begin SOURCE TEXT

# Guinea Pigs



## charleen (Apr 26, 2009)

We have two wonderful piggies and it looks that it may be Mr. Oreo and Mrs. KitKat NOT Mrs. for both! So if there are babies is anyone out there interested in a cute fluff ball? I think they are great pets...
Will update and let you all know.


----------



## MaidenScotland (Jun 6, 2009)

I love guinea pigs and they do make great pets.. perhaps you should give them their Sunday name and call them Cavy so that Muslims can share in this great pet.


maiden


----------



## charleen (Apr 26, 2009)

whatever you call them doesn't matter. I have them and might have more soon. If anyone is interested let me know. I will know soon enough if there are babies. Honestly I don't know what a "Sunday" name is and I think guinea pig is fine. Anyone can enjoy a guinea pig no matter what they believe.....


----------



## Lanason (Sep 1, 2009)

:eyebrows::eyebrows: but you couldn't eat a whole one :eyebrows::eyebrows:


----------



## aykalam (Apr 12, 2010)

Lanason said:


> :eyebrows::eyebrows: but you couldn't eat a whole one :eyebrows::eyebrows:


are sure? just do a wikipedia search on "guinea pig" for some exotic recipes


----------



## MaidenScotland (Jun 6, 2009)

charleen said:


> whatever you call them doesn't matter. I have them and might have more soon. If anyone is interested let me know. I will know soon enough if there are babies. Honestly I don't know what a "Sunday" name is and I think guinea pig is fine. Anyone can enjoy a guinea pig no matter what they believe.....

end SOURCE TEXT

- _WHAT IS ASKED_: Please continue the guinea pig forum thread above, picking up right after its final line.

begin ENTRIES PROVIDED

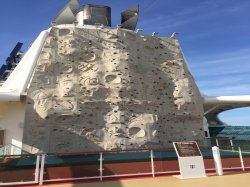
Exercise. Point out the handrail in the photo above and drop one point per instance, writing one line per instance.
(115, 151)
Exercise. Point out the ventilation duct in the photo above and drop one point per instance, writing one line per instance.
(130, 18)
(95, 14)
(67, 14)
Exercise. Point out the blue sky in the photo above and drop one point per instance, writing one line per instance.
(214, 35)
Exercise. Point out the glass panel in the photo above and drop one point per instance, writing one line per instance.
(71, 166)
(17, 168)
(122, 163)
(166, 161)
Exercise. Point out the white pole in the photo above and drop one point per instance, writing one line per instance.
(101, 166)
(42, 170)
(217, 142)
(152, 163)
(232, 145)
(241, 160)
(217, 160)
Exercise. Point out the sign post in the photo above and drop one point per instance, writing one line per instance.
(190, 160)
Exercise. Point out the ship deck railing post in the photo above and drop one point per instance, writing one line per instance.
(42, 169)
(152, 162)
(217, 142)
(232, 145)
(101, 167)
(37, 168)
(241, 159)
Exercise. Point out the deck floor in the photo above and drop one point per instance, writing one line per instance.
(228, 180)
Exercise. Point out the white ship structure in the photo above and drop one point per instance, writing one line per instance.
(83, 85)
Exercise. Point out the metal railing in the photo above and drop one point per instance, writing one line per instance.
(98, 165)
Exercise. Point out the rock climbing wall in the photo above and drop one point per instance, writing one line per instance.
(95, 89)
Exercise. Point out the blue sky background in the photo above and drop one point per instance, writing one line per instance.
(214, 35)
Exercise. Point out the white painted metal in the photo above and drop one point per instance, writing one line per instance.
(211, 109)
(79, 18)
(42, 170)
(217, 142)
(17, 82)
(226, 99)
(190, 166)
(152, 162)
(37, 168)
(101, 168)
(217, 160)
(241, 160)
(232, 145)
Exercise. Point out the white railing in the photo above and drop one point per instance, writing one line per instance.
(40, 165)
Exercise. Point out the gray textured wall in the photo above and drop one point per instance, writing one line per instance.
(110, 89)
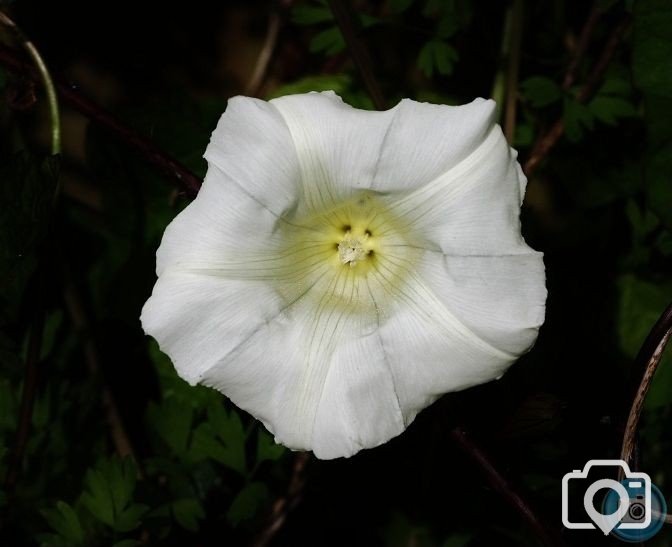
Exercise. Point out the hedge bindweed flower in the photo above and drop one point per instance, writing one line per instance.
(341, 269)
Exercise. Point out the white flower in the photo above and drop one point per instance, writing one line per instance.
(341, 269)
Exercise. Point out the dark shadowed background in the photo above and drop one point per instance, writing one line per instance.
(599, 205)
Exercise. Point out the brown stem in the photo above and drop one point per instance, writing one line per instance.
(360, 54)
(187, 180)
(76, 310)
(27, 400)
(256, 82)
(646, 363)
(503, 487)
(548, 140)
(582, 45)
(285, 504)
(512, 70)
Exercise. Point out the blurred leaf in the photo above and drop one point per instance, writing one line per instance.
(267, 449)
(65, 522)
(439, 55)
(641, 303)
(610, 109)
(172, 420)
(399, 6)
(540, 91)
(329, 41)
(188, 513)
(577, 118)
(309, 15)
(246, 504)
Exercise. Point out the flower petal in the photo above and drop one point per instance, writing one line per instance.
(500, 298)
(198, 319)
(426, 140)
(253, 147)
(474, 207)
(338, 146)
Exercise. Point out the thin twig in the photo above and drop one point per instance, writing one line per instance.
(646, 364)
(512, 70)
(76, 310)
(55, 119)
(360, 54)
(582, 45)
(187, 180)
(256, 82)
(28, 395)
(503, 487)
(548, 140)
(285, 504)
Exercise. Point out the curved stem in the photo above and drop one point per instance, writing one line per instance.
(646, 363)
(47, 81)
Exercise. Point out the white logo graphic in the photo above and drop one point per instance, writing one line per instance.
(634, 495)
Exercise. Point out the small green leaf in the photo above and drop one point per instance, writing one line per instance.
(127, 543)
(329, 41)
(540, 91)
(65, 522)
(98, 499)
(610, 109)
(246, 504)
(640, 304)
(310, 15)
(439, 55)
(129, 518)
(267, 449)
(399, 6)
(188, 512)
(577, 118)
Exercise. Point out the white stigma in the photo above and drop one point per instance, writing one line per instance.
(352, 250)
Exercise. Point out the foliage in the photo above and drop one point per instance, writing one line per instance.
(203, 471)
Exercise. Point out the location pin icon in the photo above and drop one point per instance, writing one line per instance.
(606, 523)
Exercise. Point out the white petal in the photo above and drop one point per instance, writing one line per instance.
(253, 146)
(472, 209)
(500, 298)
(198, 319)
(426, 140)
(431, 353)
(338, 146)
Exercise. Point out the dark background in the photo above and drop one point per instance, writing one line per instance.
(599, 206)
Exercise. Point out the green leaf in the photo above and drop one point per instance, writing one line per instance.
(640, 304)
(577, 118)
(610, 109)
(439, 55)
(129, 518)
(399, 6)
(310, 15)
(98, 498)
(540, 91)
(65, 522)
(172, 420)
(267, 449)
(329, 41)
(127, 543)
(188, 512)
(652, 47)
(246, 504)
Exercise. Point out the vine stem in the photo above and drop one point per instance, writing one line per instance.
(45, 76)
(359, 53)
(548, 140)
(512, 70)
(646, 364)
(362, 60)
(187, 180)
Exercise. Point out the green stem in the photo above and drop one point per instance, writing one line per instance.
(52, 101)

end ENTRIES PROVIDED

- _ANSWER FOR THIS EXERCISE_:
Of course they can


----------



## alexvw (Mar 10, 2012)

Leaning very far out the window, cos I would have to convince hubby, but I think I would take two cute ones ;-)


----------



## charleen (Apr 26, 2009)

will let you all know when I know!!
(by the way their are recipes for dog but that doesn't mean its a good idea!! )


----------



## MaidenScotland (Jun 6, 2009)

charleen said:


> will let you all know when I know!!
> (by the way their are recipes for dog but that doesn't mean its a good idea!! )




but guinea pigs are eaten in south america..


----------



## evalayna (Mar 14, 2014)

Hi Charleen and Others,

I have seen that you own guineapigs here in Cairo, please let me know if you have more because I would like to buy a young one or a couple maybe.

Please send me private message or reply here, or maybe we can contact via facebook!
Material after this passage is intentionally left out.